>> Start Material
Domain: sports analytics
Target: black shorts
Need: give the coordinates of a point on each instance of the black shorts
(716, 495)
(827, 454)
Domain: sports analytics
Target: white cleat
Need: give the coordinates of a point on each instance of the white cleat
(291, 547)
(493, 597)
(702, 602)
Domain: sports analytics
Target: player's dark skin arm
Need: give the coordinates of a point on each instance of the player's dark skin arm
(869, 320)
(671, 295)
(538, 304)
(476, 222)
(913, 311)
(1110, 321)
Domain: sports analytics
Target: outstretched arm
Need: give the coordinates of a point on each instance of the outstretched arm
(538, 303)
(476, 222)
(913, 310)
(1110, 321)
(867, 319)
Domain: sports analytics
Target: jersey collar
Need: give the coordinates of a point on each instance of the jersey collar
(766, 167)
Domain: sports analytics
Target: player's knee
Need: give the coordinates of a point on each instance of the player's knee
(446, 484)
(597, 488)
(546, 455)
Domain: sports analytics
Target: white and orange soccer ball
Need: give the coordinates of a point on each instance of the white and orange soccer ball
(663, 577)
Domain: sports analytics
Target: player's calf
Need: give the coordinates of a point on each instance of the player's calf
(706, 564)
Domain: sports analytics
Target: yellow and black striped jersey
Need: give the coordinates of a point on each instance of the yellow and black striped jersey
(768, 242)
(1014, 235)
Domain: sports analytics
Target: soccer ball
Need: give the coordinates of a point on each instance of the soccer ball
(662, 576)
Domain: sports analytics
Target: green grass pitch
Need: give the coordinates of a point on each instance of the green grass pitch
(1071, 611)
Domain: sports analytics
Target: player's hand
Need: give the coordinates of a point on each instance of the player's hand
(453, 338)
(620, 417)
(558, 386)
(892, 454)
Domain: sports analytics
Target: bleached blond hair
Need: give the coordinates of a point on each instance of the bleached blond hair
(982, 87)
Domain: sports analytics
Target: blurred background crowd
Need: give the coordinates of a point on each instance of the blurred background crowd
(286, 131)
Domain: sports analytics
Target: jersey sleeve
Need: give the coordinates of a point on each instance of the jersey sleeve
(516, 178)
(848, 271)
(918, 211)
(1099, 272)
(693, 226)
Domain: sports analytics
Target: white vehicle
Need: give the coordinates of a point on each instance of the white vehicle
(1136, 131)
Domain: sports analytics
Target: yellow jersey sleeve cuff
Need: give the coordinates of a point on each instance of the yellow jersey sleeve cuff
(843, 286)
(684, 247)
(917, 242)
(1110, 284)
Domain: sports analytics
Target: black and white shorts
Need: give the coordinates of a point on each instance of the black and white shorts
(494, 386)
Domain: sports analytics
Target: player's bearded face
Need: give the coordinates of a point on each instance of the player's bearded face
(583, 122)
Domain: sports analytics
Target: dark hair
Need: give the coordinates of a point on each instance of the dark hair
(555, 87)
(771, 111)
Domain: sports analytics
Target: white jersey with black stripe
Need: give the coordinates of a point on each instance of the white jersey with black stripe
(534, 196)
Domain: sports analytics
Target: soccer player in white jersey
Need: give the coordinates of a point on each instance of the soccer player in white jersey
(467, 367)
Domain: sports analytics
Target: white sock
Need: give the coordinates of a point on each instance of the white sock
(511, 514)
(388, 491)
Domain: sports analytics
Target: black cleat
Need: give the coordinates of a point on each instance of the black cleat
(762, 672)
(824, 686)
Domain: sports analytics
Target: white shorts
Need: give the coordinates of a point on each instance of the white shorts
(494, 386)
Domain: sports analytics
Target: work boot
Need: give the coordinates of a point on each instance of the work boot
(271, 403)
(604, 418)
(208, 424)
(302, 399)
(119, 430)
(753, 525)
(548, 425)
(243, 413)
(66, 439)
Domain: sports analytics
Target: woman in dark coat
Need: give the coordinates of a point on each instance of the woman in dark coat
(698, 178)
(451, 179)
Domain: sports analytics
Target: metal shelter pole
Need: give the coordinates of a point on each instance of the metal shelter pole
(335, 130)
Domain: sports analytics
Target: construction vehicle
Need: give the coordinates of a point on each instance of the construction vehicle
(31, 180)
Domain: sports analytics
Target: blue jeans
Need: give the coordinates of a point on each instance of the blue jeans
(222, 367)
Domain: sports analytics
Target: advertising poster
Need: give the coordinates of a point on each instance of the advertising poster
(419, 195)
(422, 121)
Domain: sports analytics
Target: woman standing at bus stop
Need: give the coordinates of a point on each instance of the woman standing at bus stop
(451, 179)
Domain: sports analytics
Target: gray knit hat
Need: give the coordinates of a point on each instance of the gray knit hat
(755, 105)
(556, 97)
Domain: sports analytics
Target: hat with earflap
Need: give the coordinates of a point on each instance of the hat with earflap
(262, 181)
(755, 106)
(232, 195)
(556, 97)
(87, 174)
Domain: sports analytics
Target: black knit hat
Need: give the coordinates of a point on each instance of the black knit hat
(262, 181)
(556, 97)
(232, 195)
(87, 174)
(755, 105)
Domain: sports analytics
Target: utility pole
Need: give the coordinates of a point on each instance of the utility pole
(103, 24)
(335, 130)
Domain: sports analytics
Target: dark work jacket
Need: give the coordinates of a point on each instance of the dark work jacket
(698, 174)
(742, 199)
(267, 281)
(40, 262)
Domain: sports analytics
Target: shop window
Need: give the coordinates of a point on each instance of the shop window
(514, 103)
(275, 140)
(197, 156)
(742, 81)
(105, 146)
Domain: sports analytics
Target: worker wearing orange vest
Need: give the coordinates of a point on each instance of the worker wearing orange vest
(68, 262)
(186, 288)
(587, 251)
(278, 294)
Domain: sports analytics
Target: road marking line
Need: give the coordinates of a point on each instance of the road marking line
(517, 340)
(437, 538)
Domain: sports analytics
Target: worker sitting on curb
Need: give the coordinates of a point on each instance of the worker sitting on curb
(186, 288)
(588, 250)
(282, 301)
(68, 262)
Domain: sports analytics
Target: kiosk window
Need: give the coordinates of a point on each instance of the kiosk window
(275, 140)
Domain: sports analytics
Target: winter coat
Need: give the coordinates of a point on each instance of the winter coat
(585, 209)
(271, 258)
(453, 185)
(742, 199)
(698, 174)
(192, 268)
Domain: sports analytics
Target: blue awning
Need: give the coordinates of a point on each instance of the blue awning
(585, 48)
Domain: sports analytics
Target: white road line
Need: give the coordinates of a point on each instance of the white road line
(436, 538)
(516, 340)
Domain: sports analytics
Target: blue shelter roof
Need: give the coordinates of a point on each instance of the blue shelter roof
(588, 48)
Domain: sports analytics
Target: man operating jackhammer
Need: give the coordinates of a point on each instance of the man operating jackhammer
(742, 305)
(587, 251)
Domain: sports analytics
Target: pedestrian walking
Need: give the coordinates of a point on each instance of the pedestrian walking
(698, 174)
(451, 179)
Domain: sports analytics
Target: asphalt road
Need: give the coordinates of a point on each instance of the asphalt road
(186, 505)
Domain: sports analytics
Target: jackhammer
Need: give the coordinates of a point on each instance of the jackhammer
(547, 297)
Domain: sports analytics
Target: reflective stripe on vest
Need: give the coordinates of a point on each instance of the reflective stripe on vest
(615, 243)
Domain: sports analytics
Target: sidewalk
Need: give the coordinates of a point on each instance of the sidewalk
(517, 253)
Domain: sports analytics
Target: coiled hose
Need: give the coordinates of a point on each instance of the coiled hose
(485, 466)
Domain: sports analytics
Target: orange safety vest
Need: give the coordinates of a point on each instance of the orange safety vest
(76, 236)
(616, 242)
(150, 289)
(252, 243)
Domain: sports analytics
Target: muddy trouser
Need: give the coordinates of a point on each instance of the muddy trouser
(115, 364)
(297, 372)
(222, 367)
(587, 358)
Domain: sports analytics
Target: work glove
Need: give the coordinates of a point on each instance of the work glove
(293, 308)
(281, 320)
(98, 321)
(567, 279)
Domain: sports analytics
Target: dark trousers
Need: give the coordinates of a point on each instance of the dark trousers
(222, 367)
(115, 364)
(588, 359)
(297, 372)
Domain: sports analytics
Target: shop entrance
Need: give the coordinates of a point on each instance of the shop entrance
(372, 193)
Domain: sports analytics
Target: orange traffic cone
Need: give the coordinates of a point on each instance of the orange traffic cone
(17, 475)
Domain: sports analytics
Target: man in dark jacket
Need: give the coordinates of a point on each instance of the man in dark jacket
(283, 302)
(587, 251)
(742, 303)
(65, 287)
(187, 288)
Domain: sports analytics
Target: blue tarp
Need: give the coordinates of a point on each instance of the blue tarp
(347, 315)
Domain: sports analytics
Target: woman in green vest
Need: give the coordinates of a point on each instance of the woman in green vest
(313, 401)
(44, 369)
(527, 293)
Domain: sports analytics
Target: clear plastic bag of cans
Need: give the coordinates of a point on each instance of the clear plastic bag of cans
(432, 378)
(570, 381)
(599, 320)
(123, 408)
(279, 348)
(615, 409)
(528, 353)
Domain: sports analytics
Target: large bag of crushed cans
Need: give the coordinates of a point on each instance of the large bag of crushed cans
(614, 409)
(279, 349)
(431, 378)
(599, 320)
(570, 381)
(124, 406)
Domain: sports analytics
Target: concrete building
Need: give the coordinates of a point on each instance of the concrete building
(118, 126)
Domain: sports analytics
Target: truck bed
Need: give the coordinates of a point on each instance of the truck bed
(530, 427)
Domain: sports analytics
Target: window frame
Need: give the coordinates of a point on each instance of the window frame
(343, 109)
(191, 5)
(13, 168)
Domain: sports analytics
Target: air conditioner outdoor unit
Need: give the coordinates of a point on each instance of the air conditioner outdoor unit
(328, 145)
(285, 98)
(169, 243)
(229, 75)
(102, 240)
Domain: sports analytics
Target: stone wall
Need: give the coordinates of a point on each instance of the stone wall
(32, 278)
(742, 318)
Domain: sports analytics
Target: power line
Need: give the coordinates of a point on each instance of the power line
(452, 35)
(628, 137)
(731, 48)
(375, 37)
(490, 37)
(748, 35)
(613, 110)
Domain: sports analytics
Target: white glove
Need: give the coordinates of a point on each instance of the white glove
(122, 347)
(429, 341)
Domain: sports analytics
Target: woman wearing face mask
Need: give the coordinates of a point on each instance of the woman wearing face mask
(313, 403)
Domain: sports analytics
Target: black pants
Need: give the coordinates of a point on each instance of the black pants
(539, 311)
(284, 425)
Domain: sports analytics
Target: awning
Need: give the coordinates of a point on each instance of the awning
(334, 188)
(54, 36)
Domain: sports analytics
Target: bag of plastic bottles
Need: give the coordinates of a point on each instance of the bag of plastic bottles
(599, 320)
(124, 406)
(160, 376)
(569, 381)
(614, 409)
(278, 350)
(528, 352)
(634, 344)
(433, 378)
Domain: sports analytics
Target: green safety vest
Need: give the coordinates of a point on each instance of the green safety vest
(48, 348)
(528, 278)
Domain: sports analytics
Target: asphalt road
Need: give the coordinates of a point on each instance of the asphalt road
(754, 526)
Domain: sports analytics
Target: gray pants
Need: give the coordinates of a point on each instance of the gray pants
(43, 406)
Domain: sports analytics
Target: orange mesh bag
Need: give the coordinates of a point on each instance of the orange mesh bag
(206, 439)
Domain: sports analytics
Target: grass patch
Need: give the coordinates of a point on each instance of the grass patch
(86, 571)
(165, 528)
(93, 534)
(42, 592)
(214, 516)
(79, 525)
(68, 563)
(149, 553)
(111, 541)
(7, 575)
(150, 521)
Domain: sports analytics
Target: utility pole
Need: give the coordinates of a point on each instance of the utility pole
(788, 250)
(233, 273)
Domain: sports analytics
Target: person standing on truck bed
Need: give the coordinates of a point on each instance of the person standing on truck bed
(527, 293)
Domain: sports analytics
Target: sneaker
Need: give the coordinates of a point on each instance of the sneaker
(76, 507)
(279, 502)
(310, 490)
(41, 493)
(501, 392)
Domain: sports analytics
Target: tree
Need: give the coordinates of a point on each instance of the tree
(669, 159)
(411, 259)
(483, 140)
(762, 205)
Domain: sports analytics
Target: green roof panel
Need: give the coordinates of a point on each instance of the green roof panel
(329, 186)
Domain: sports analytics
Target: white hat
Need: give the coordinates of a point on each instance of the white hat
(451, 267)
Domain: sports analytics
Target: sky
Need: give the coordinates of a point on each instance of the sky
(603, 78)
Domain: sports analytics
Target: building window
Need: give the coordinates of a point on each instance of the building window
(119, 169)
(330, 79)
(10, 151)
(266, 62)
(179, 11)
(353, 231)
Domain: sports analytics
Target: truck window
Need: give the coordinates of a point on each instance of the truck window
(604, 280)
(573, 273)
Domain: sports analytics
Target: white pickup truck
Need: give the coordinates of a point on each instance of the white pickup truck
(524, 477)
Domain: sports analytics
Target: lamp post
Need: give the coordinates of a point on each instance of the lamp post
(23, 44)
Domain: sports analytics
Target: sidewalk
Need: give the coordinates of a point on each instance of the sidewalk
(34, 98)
>> End Material
State how many lines of the records contain the string "striped", counting case as significant, and give only the number.

2